_Instructions for the task:_ Substitute "upper-left corner" for "top-left corner" everywhere it occurs in the entries below, and reproduce them with nothing else altered.

_Records for this task:_

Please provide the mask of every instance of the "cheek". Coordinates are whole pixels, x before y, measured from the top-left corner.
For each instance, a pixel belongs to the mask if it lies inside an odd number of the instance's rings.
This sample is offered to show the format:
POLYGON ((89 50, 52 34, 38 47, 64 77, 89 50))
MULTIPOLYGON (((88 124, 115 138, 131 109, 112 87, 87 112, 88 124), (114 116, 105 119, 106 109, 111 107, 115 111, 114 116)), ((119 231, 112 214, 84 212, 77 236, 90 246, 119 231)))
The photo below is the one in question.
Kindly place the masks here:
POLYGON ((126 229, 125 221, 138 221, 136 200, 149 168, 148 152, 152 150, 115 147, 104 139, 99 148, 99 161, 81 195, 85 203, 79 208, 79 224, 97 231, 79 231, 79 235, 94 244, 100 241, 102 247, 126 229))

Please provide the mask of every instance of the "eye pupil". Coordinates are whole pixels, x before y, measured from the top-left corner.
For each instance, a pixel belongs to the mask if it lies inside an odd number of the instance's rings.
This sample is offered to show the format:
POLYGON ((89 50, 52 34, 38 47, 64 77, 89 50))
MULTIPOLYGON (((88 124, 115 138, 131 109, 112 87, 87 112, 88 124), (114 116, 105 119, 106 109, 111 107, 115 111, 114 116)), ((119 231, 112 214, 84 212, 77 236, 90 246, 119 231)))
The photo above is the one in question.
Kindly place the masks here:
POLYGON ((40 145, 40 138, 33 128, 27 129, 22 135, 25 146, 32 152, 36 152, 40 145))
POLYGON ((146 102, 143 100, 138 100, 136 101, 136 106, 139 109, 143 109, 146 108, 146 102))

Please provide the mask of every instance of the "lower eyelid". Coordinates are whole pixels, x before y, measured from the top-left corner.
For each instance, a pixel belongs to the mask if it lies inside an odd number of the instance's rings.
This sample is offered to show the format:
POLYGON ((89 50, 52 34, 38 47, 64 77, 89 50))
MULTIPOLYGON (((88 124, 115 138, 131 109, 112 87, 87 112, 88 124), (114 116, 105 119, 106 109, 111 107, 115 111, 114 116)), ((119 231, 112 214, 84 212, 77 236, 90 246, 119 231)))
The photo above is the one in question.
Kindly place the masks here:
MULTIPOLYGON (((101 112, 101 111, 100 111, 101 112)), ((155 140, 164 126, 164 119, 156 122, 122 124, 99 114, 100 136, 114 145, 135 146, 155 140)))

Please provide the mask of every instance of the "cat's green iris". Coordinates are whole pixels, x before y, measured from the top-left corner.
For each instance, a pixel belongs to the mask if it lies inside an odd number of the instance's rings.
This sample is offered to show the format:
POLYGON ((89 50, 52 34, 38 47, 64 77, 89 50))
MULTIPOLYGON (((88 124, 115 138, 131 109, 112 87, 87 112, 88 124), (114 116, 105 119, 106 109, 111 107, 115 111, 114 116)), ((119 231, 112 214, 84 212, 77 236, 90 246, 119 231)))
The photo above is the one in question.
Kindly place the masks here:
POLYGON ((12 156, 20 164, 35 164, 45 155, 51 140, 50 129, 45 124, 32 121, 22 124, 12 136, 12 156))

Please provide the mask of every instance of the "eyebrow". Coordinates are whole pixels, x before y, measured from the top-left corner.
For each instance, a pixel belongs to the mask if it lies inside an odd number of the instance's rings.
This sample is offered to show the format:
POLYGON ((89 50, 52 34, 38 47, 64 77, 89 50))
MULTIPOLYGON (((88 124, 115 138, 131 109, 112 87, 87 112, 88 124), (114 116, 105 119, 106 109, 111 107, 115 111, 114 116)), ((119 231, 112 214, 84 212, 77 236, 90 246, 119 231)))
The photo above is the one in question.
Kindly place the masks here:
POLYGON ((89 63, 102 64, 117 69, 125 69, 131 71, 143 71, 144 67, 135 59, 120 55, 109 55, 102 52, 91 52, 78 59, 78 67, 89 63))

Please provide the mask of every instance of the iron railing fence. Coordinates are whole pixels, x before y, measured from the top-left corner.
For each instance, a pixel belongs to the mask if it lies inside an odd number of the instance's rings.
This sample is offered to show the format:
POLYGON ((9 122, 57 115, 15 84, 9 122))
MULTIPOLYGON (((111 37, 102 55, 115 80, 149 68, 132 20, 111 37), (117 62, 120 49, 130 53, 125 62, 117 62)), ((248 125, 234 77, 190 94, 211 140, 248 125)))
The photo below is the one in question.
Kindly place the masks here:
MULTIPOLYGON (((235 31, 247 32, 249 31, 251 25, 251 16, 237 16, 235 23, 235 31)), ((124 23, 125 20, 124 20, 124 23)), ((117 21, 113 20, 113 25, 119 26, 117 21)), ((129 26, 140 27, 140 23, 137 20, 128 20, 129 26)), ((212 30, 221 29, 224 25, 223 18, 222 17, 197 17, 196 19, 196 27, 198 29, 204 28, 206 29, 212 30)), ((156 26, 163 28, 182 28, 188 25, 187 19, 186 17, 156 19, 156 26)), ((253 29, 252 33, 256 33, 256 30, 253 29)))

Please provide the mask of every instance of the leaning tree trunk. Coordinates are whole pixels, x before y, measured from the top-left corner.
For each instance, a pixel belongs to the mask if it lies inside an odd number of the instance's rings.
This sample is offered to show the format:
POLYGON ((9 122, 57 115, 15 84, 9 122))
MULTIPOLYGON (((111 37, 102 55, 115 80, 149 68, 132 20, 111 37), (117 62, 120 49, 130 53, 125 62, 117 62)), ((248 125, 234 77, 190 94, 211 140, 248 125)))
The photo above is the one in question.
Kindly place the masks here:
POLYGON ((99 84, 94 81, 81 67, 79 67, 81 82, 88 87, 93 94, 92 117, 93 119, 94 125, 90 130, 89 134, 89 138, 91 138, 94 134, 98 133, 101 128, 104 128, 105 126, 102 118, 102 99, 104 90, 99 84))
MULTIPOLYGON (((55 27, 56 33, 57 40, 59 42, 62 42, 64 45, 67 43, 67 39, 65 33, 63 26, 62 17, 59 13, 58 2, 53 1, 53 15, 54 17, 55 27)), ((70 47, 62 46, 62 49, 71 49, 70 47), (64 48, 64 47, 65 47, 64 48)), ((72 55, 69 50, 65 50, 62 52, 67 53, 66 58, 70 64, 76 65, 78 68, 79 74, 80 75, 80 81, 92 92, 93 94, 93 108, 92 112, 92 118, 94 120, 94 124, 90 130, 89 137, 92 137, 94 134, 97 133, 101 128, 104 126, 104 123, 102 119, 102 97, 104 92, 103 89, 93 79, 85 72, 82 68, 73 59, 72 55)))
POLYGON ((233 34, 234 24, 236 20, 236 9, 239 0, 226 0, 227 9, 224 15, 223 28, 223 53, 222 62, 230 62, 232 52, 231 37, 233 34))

_Result for this exercise:_
Please provide the mask of every instance of the "cheek". Coordinates are whole pixels, x before y, measured from the upper-left corner.
For each instance, a pixel belongs to the mask if it lies inside an odd number of the instance's rings.
This sample is offered to show the format:
POLYGON ((89 50, 52 34, 38 47, 64 77, 89 50))
MULTIPOLYGON (((88 124, 115 138, 131 109, 112 87, 87 112, 88 124), (114 116, 105 119, 106 109, 111 107, 115 111, 114 116)), ((119 231, 112 214, 84 212, 77 236, 90 246, 119 231)))
The photo below is the one in question.
Kindly place the masks here:
POLYGON ((126 229, 125 221, 138 221, 136 200, 149 168, 148 152, 152 150, 115 147, 104 139, 99 148, 99 161, 81 195, 85 203, 79 208, 79 224, 97 231, 79 231, 79 235, 94 244, 100 241, 102 247, 126 229))

Please provide the mask of every instance of the "eye pupil". Coordinates are whole pixels, x before y, measured from the upper-left corner.
For each instance, a pixel belongs to the mask if it lies inside an odd number of the instance's rings.
This sample is offered to show the format:
POLYGON ((89 50, 52 34, 38 47, 64 77, 89 50))
MULTIPOLYGON (((88 124, 115 138, 131 109, 112 87, 87 112, 88 124), (114 116, 105 119, 106 109, 111 107, 115 111, 114 116)), ((119 231, 112 214, 84 212, 77 236, 90 246, 119 231)))
The photo above is the one in question.
Kindly place the masks here:
POLYGON ((40 145, 40 138, 33 128, 27 129, 22 135, 25 146, 32 152, 36 152, 40 145))
POLYGON ((146 102, 143 100, 138 100, 136 101, 136 106, 139 109, 143 109, 146 108, 146 102))

Please provide the mask of every instance of the "lower eyelid". Coordinates are whole pixels, x before y, measured from the upper-left corner.
For each instance, a pixel belongs to the mask if it lies inside an odd number of the instance's rings.
This sample is offered to show the format:
POLYGON ((89 50, 52 34, 38 47, 64 77, 89 50))
MULTIPOLYGON (((88 124, 115 138, 131 109, 112 87, 87 112, 88 124), (114 116, 105 119, 106 109, 111 107, 115 111, 114 116)), ((119 231, 112 214, 84 212, 77 236, 90 246, 119 231)))
The photo above is the one in question.
Kindly place the masks here:
MULTIPOLYGON (((101 112, 101 111, 100 111, 101 112)), ((155 140, 164 126, 164 119, 156 122, 122 124, 99 114, 100 136, 114 145, 135 146, 155 140)))

Please provide the mask of every instance of the "cat's green iris". Coordinates are whole pixels, x before y, measured from the upper-left corner.
For each instance, a pixel belongs to the mask if it lies inside an odd number of the instance's rings.
This sample is offered to show the format:
POLYGON ((89 50, 52 34, 38 47, 64 77, 89 50))
MULTIPOLYGON (((88 124, 115 138, 131 109, 112 87, 87 112, 88 124), (114 116, 105 119, 106 109, 111 107, 115 111, 114 116)), ((119 231, 112 214, 84 212, 77 236, 90 246, 119 231)))
The photo above is the one in question.
Kindly place the masks here:
POLYGON ((12 156, 20 164, 35 164, 45 155, 51 140, 50 129, 45 124, 32 121, 22 124, 12 136, 12 156))

Please provide the mask of every instance of the "eyebrow". Coordinates are whole pixels, x before y, measured from the upper-left corner.
For each instance, a pixel belongs to the mask if it lies inside an odd number of the instance's rings.
This sample is offered to show the format:
POLYGON ((89 50, 52 34, 38 47, 64 77, 89 50))
MULTIPOLYGON (((88 124, 115 138, 131 109, 112 87, 87 112, 88 124), (114 116, 105 119, 106 109, 111 107, 115 111, 114 116)), ((119 231, 112 214, 84 212, 77 236, 90 246, 119 231)))
The photo above is the one in question.
Kindly place the masks here:
POLYGON ((89 63, 102 64, 117 69, 125 69, 131 71, 143 71, 144 67, 135 59, 120 55, 109 55, 102 52, 91 52, 78 59, 78 67, 89 63))

Please provide the mask of every instance of the iron railing fence. Coordinates are whole pixels, x before y, measured from the upper-left corner.
For each instance, a pixel belongs to the mask if it lies inside an odd number of the instance's rings.
This sample is offered to show the format:
POLYGON ((9 122, 57 115, 15 84, 9 122))
MULTIPOLYGON (((111 37, 102 55, 115 80, 149 68, 132 20, 111 37), (117 62, 120 49, 130 53, 125 62, 117 62)), ((248 125, 234 77, 190 94, 211 140, 248 125)))
The photo below is the one in question.
Kindly place the masks here:
MULTIPOLYGON (((235 31, 247 32, 249 31, 251 25, 251 16, 237 16, 235 23, 235 31)), ((124 23, 125 20, 124 20, 124 23)), ((117 21, 113 20, 113 25, 119 26, 117 21)), ((129 26, 140 27, 140 23, 137 20, 128 20, 129 26)), ((212 30, 221 29, 224 25, 223 18, 222 17, 197 17, 196 19, 196 27, 198 29, 204 28, 206 29, 212 30)), ((156 26, 163 28, 182 28, 188 25, 187 19, 186 17, 156 19, 156 26)), ((253 29, 252 33, 256 33, 256 30, 253 29)))

Please provide the mask of every instance of the leaning tree trunk. Coordinates are whole pixels, x before y, measured from the upper-left corner.
For each instance, a pixel belongs to the mask if it lies inside an odd number of the instance's rings.
This sample is offered to show the format:
POLYGON ((9 122, 57 115, 15 84, 9 122))
MULTIPOLYGON (((111 37, 102 55, 115 80, 149 68, 132 20, 111 37), (117 62, 120 49, 130 53, 125 62, 117 62)), ((248 125, 234 77, 190 94, 211 140, 248 125)))
The photo above is the one in question.
Kindly place the masks here:
POLYGON ((99 84, 94 81, 81 67, 79 67, 81 82, 88 87, 93 94, 92 117, 93 119, 94 125, 90 130, 89 134, 89 138, 91 138, 94 134, 98 133, 101 128, 104 128, 105 126, 102 118, 102 99, 104 90, 99 84))
MULTIPOLYGON (((55 27, 56 33, 57 40, 59 42, 62 42, 64 45, 67 43, 67 39, 65 33, 63 26, 62 17, 59 13, 58 2, 53 1, 53 15, 54 17, 55 27)), ((70 47, 62 46, 62 49, 71 49, 70 47), (64 48, 64 47, 65 47, 64 48)), ((72 55, 69 50, 65 50, 62 52, 67 53, 66 58, 70 64, 76 65, 78 68, 79 74, 80 75, 80 81, 92 92, 93 94, 93 108, 92 112, 92 118, 94 120, 94 124, 90 130, 89 137, 92 137, 94 134, 97 133, 101 128, 104 126, 104 123, 102 119, 102 97, 104 92, 103 89, 93 79, 85 72, 82 68, 73 59, 72 55)))
POLYGON ((233 34, 234 24, 236 20, 236 9, 239 0, 226 0, 227 9, 224 15, 223 28, 223 53, 222 62, 230 62, 232 52, 231 37, 233 34))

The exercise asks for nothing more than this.